> **CONSIGNE A**: Recopiez à l'identique les lignes des enregistrements, depuis leur début jusqu'à la ligne contenant « [787,392,1052,544] », celle-ci comprise.

> **EXTRAIT DU DOCUMENT**:
──────────

Rien n'empêchait un contemporain de Lucilius, ou un contemporain de Sénèque, de chanter les bergers, de rédiger les préceptes de l'économie rurale, de célébrer les hommes de l'antiquité héroïque. Il n'y a guère que le style du poète qui y eût perdu nous aurions ou un Virgile un peu rude, un peu dénué d'art sans doute, ou un Virgile un peu plus artiste que de raison, un peu trop spirituel, et sentant déjà l'afféterie. Ce ne serait pas le grand Virgile; ce pourrait être un génie égal à celui de Virgile.
Il n'en est pas ainsi d'Horace. Aucun caprice de l'imagination ne saurait le transporter hors de son siècle, le faire remonter à une époque moins lettrée et moins élégante, ni le ramener vers les temps de la décadence littéraire.
Horace est, si je l'ose ainsi dire, le siècle d'Auguste en personne. Il en est du moins l'image fidèle, et ses écrits en sont le complet miroir. Avant d'étudier le poète, il est donc nécessaire d'arrêter un instant nos yeux sur le monde où il a vécu.
La guerre civile, qui avait si longtemps déchiré la république, s'était calmée par la défaite de Brutus et de Cassius ; elle s'éteignit par la défaite d'Antoine et de Cléopâtre. Les passions politiques s'endormirent peu à peu, les républicains les plus dévoués abdiquèrent, entre les mains d'Octave, les espérances de cette liberté qu'ils n'avaient jamais possédée que dans leurs rêves.
L'Italie et les provinces respiraient enfin. Au trouble, à la crainte, aux éternelles incertitudes d'une existence agitée, succédait, dans tous les cœurs, le sentiment de la sécurité et du bien-être. Toutefois plus d'une chose manquait à cette vie nouvelle où Rome semblait se prendre avec tant d'amour et d'énergie.
Il y avait bien longtemps que la religion, ce puissant lien des sociétés, n'était plus rien pour les hommes des classes supérieures, ou n'était qu'un instrument politique, un moyen de gouvernement. Le bas peuple n'avait que des superstitions, mélange d'idées disparates, de pratiques stupides ou barbares, où presque tous les peuples soumis par Rome avaient fourni leur impur contingent.
Mais ce qui avait longtemps soutenu les âmes fortes et généreuses, c'était l'amour de la patrie et des vieilles institutions, c'était le respect profond des traditions nationales, c'était le vif sentiment de la grandeur romaine. Voilà pourquoi tant d'hommes s'étaient trouvés encore, jusque dans les plus mauvais jours, capables de nobles actions et de dévouements sublimes.
Cette foi du patriotisme périt à son tour, ou ne produisit plus que des souhaits et des paroles. Le découragement et l'indifférence, tels furent, en général, les sentiments qui remplacèrent les passions, les convictions d'autrefois, presque tout patriotisme, presque toute religion.
Quelques hommes énergiques n'avaient pas renoncé complètement à eux-mêmes. Le stoïcisme les consolait dans leur solitude ; et, si l'avenir n'avait pour eux ni beaucoup d'espérances ni beaucoup d'illusions, le passé avait ses merveilles, et charmait leur souvenir.

──────────

> **DONNÉES FOURNIES**:

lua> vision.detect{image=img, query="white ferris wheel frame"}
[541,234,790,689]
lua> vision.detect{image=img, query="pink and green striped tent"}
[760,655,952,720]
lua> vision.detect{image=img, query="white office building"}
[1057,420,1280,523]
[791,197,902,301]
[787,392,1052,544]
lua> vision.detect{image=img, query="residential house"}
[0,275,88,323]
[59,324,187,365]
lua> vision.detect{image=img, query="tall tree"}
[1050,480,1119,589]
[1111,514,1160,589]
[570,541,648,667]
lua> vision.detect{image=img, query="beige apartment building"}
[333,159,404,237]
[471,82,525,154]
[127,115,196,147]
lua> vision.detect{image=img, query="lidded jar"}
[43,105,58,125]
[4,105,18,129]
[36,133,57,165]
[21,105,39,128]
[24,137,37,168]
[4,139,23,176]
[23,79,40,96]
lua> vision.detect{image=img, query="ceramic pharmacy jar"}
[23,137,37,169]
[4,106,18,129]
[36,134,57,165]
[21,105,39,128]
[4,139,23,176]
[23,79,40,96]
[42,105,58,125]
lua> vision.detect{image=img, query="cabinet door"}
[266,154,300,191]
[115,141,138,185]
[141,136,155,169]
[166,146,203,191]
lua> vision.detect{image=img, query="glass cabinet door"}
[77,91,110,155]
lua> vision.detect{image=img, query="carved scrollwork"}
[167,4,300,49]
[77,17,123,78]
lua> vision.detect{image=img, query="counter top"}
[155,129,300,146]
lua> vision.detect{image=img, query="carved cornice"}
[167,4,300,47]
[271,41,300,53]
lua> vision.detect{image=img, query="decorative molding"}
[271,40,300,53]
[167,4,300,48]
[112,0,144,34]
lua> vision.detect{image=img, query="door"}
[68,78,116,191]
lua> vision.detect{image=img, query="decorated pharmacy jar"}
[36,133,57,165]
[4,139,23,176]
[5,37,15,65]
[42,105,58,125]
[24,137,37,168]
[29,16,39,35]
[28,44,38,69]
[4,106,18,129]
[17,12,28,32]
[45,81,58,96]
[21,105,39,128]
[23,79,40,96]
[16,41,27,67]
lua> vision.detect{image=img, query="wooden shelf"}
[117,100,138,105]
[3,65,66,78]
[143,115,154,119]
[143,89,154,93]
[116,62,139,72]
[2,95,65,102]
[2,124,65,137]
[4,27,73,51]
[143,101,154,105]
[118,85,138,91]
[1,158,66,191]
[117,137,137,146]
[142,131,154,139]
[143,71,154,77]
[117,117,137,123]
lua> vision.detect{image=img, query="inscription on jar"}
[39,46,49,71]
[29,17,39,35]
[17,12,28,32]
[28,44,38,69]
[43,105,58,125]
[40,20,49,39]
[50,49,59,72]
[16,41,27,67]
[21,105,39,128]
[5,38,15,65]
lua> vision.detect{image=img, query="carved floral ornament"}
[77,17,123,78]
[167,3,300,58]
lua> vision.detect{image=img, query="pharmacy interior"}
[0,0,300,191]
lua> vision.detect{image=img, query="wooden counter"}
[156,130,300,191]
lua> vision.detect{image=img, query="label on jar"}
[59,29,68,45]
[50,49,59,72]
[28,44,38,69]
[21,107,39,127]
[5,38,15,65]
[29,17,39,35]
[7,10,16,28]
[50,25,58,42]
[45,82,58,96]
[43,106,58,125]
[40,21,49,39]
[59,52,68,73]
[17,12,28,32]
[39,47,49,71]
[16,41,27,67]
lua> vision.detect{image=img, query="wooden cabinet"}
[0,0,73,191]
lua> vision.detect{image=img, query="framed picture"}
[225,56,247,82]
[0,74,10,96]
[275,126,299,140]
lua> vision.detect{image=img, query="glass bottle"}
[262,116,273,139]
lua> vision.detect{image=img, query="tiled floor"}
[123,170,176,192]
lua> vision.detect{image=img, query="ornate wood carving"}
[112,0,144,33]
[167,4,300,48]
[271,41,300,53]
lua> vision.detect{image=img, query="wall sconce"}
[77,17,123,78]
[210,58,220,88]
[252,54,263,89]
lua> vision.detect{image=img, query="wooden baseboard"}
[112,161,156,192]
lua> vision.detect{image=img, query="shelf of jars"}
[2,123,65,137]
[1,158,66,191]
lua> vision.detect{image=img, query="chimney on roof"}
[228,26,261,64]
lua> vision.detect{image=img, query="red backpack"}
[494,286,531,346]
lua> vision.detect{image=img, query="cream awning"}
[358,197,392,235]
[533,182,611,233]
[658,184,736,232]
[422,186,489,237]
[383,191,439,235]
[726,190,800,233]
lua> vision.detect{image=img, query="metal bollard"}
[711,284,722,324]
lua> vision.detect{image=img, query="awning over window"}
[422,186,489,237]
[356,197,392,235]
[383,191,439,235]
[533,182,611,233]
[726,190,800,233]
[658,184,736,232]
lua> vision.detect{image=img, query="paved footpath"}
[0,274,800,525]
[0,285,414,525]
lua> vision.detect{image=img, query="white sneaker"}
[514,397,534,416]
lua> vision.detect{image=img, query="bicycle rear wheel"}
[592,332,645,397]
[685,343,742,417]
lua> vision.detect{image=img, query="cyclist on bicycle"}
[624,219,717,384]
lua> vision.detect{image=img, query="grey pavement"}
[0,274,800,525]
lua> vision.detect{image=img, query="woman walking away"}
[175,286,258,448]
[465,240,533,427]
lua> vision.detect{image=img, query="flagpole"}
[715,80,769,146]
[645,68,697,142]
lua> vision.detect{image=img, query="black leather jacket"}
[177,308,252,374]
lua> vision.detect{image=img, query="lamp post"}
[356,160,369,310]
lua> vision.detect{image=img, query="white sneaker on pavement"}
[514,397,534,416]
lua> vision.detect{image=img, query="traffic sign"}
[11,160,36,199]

──────────

> **CONSIGNE B**: Dans l'extrait sur Horace, relevez tous les personnages dont la défaite dans la guerre civile est mentionnée.

> **RÉPONSE FINALE A**:
lua> vision.detect{image=img, query="white ferris wheel frame"}
[541,234,790,689]
lua> vision.detect{image=img, query="pink and green striped tent"}
[760,655,952,720]
lua> vision.detect{image=img, query="white office building"}
[1057,420,1280,523]
[791,197,902,301]
[787,392,1052,544]

> **RÉPONSE FINALE B**: Brutus, Cassius, Antoine, Cléopâtre